ТЕКСТ ДЛЯ ЧТЕНИЯ:
Я вошёл в состав экологической комиссии. Были громадные планы по сохранению природного и исторического наследия района, некоторые начали реализовываться. Но потом, с приходом новых собственников в 91-92-м годах, в основном все усилия стали бесполезными: продолжали строиться дачи в заповедных урочищах, застраиваться парки, гореть и сноситься чудом сохранившиеся памятники старины.

До результата была доведена только одна наша инициатива – взят под охрану деревянный домик близ платформы Кучино, где в 20-е годы жил Андрей Белый, и в нём организовано что-то вроде филиала музея. Этот дом цел и по сегодня.

И всё же я никак не склонен расценивать первый и последний в нашей стране опыт работы демократических советов как негативный. Напротив, я уверен, что именно этот путь прямой народной демократии был главным, ему надо было дать отстояться, утвердиться, сделать фундаментом новой российской государственности. Но вышло по-иному.

СОХРАНЁННЫЕ СТРОКИ:
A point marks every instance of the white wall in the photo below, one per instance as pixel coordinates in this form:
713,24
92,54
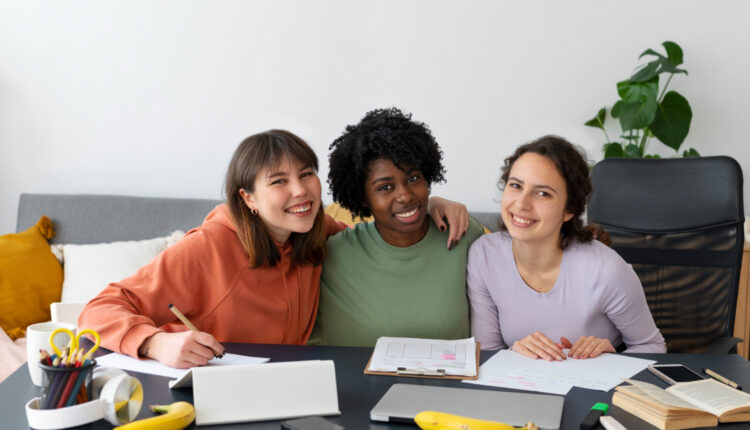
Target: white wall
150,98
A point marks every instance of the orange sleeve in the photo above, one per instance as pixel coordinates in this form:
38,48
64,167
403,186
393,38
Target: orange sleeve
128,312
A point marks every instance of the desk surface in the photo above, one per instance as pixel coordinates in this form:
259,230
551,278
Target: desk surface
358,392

==

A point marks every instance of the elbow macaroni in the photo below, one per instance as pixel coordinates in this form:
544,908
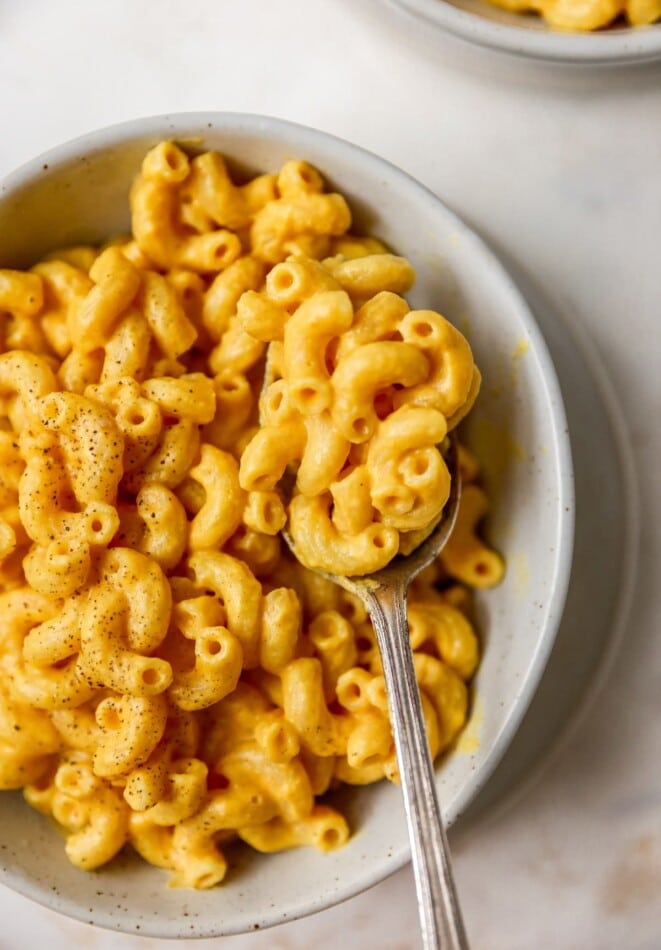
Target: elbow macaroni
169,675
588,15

...

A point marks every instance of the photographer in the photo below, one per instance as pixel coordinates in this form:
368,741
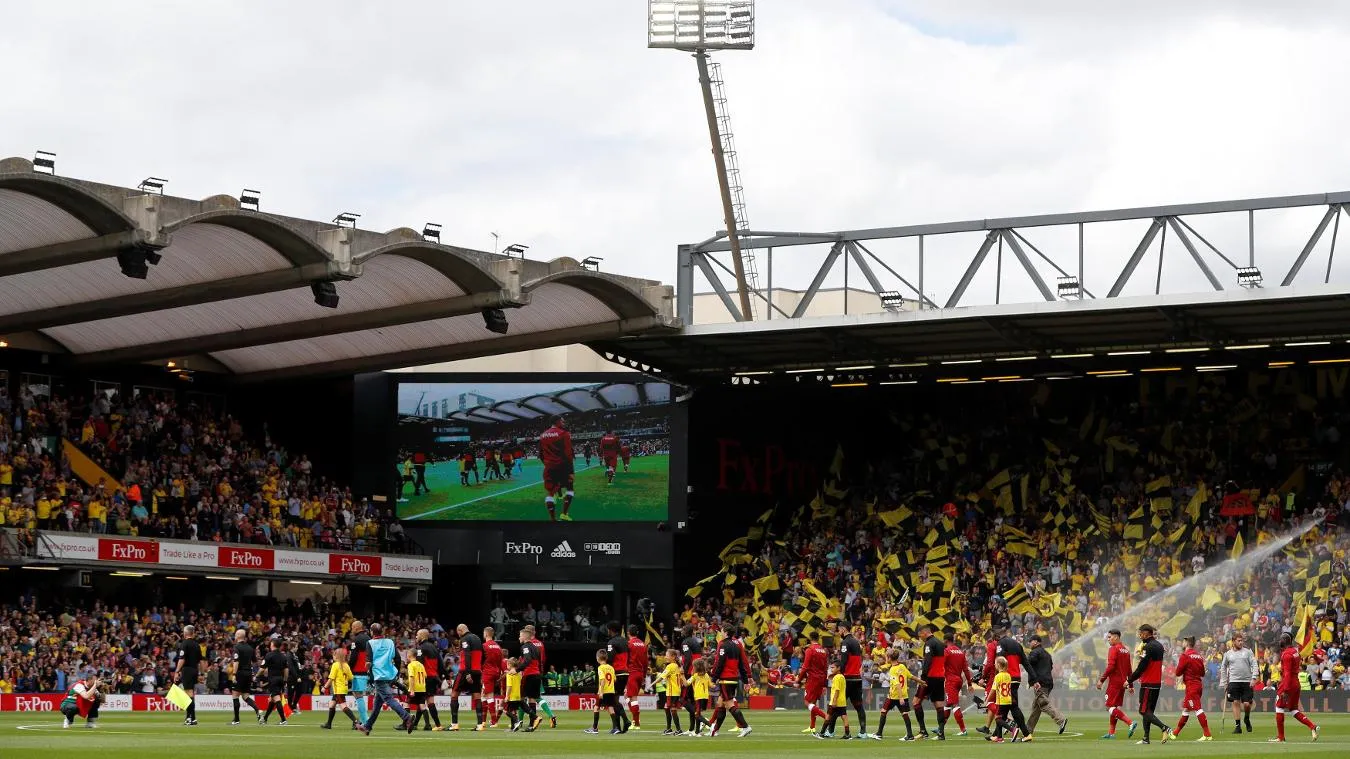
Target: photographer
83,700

ЗАДАНИЯ:
[A] Какую единственную инициативу экологической комиссии, судя по тексту для чтения, удалось довести до результата?
[B] Переведите на английский предложение из текста для чтения: «Этот дом цел и по сегодня».

ОТВЕТЫ:
[A] Под охрану взяли деревянный домик близ платформы Кучино, где в 20-е годы жил Андрей Белый, и устроили в нём что-то вроде филиала музея.

[B] This house is still standing today.